[[ EXCERPTED TEXT open ]]

Alright enough already!
We are all growing tired of how muddled the weather has been this year. I for one am growing increasingly frustrated with trying to plan days to get my boat in the water, only to have the forecast change what seems to be six times a day. I have officially given up on the Weather Network App, and lord only knows the radio forecast is equally as mystifying. Days forecasted as rain are sometimes bright and sunny, translating to opportunities lost for planning something special as we await the rain. Days forecasted as sunny are often met with frustration as the forecast changes, or the storm clouds roll in the minute you pull out the lawn mower or the paint brush. Admittedly I get a good laugh at my poor wife taking the patio furniture cushions off and on (sometimes several times a day), all the while muttering in disdain at the clouds up above.
The short bursts of heavy rain, or flash flooding has been interesting this year. I have witnessed many a neighbor clamoring up ladders (sometimes in downright miserable conditions) in a mad effort to clean out their gutters and downspouts. Is this choppy inconsistent weather ever going to end? Are calmer and nicer days soon to be upon us? I truly hope so. All we can do is take all the inputs afforded to us and make a decision based on the most likely possible outcome for each and every day.
The truly hilarious thing is that I can take those very same analogies about our weather and apply them to the current state of the markets….. The muddled range bound (15,000-15,500 on the TSX and 3,000-3,250 on the S&P) atmosphere we are witnessing in North American markets is getting tiresome. Stuck between a sputtering economic reopening, clouded by COVID-19 flareups and eagerly awaiting the announcement of further economic and fiscal stimulus. With central banks and economists being as useful as the Weather Network App, I must admit my patience is wearing thin on their prognostications.
With good economic news being treated as a nice tail wind for the markets on most days, so are some days with poor economic news as market participants are eagerly awaiting more stimulus. Covid 19 flareups create an equally frustrating waterfall effect on the markets, similar to a shorter-term flash rain storm, often leaving a downtrodden feeling for investors. Unfortunately putting on and ripping off equity exposure in your portfolios depending on hourly news headlines is a little more complicated than my poor wife’s perpetual patio cushion fiasco. Once again, all we can do is take all the inputs afforded to us and make a decision based on the most likely possible outcome for the day.

[[ EXCERPTED TEXT closed ]]

[WORK INSTRUCTIONS]
[1] In the post about weather and the markets, what range does the writer give for the TSX?
[2] Summarize the post about weather and the markets in two sentences.

[[ PROVIDED MATERIAL open ]]

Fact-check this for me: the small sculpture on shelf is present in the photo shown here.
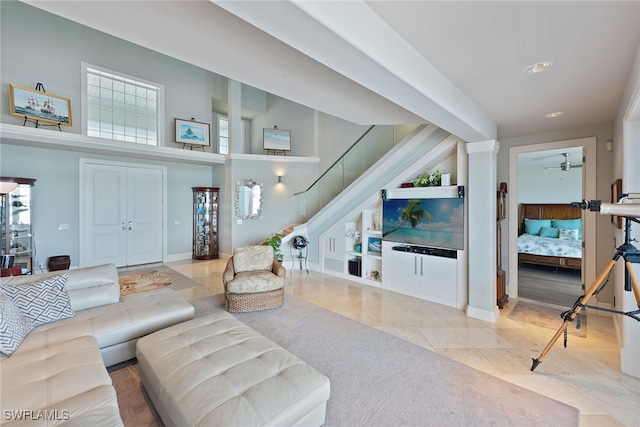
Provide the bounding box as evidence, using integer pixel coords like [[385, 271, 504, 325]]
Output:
[[344, 228, 362, 253]]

[[ PROVIDED MATERIAL closed ]]

[PER-TASK ANSWERS]
[1] 15,000 to 15,500

[2] The writer is frustrated by this year's muddled weather, whose constantly changing forecasts spoil plans such as getting a boat in the water and whose flash rains send neighbors up ladders to clear their gutters. The writer compares this to range-bound North American markets, caught between a sputtering economic reopening, COVID-19 flareups and awaited stimulus, and concludes that all one can do is weigh the available inputs and decide on the most likely outcome.